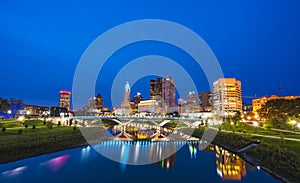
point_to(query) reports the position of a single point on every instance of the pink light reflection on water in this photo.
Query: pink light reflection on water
(56, 164)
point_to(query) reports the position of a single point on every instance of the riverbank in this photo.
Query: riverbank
(277, 160)
(16, 145)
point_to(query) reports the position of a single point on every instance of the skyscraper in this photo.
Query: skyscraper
(205, 101)
(227, 96)
(126, 101)
(192, 102)
(156, 88)
(169, 92)
(64, 99)
(99, 102)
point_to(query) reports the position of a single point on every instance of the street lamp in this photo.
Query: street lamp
(255, 124)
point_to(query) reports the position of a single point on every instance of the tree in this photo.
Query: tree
(282, 140)
(4, 105)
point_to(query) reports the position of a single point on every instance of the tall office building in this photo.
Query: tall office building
(227, 96)
(205, 101)
(126, 101)
(163, 91)
(99, 102)
(156, 88)
(169, 92)
(64, 99)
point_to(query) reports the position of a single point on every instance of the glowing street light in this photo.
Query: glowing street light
(21, 118)
(255, 123)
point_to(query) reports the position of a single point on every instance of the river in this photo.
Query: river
(85, 164)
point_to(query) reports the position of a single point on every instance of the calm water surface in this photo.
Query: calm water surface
(84, 164)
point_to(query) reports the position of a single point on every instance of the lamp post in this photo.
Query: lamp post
(294, 122)
(255, 124)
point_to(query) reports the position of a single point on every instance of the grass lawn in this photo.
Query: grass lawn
(42, 140)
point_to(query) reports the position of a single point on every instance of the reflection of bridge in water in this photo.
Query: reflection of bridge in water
(151, 127)
(146, 152)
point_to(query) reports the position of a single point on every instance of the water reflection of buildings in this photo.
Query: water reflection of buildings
(229, 165)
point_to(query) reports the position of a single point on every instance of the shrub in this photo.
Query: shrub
(50, 125)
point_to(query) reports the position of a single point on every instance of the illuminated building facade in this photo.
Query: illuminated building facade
(156, 88)
(205, 101)
(148, 106)
(99, 101)
(169, 92)
(64, 99)
(258, 103)
(136, 100)
(126, 102)
(227, 96)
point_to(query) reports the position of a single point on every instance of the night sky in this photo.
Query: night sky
(258, 42)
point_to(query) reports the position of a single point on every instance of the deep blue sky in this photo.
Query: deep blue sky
(41, 42)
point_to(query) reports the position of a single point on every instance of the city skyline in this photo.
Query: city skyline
(250, 45)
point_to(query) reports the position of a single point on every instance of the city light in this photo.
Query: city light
(21, 118)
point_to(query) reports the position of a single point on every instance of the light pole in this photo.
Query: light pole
(294, 122)
(255, 126)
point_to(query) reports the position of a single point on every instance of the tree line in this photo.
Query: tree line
(279, 112)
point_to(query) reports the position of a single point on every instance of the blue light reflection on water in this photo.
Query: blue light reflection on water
(84, 164)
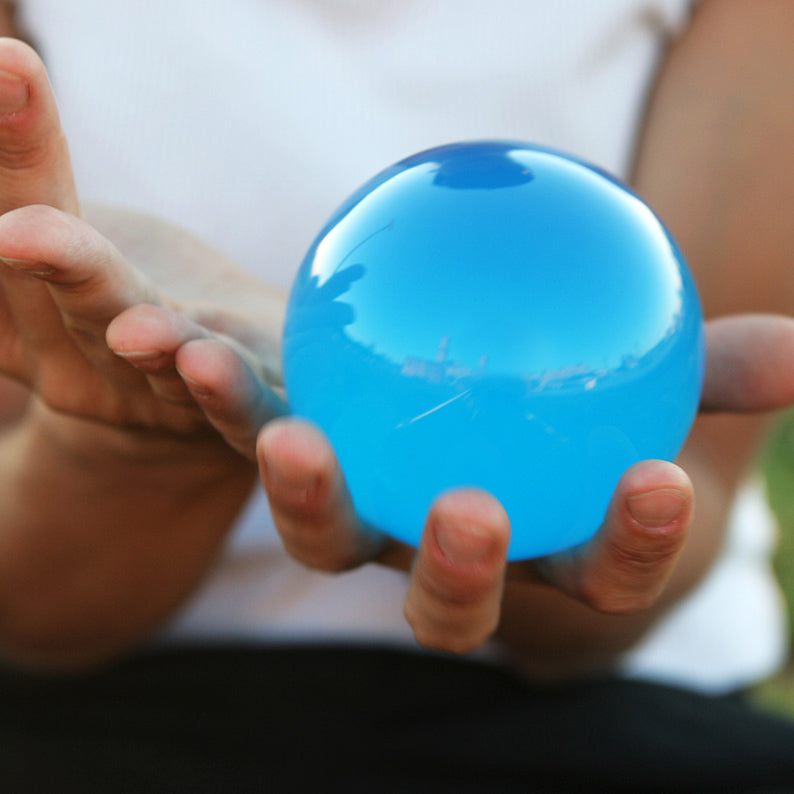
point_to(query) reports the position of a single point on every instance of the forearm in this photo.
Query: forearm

::::

> **Exercise objective**
Every line above that holds the word "forearm" needs to be copied.

> **Exercise solution**
point_to(query) reports the position of a single point on every instance of the forearm in this photo.
Query: forearm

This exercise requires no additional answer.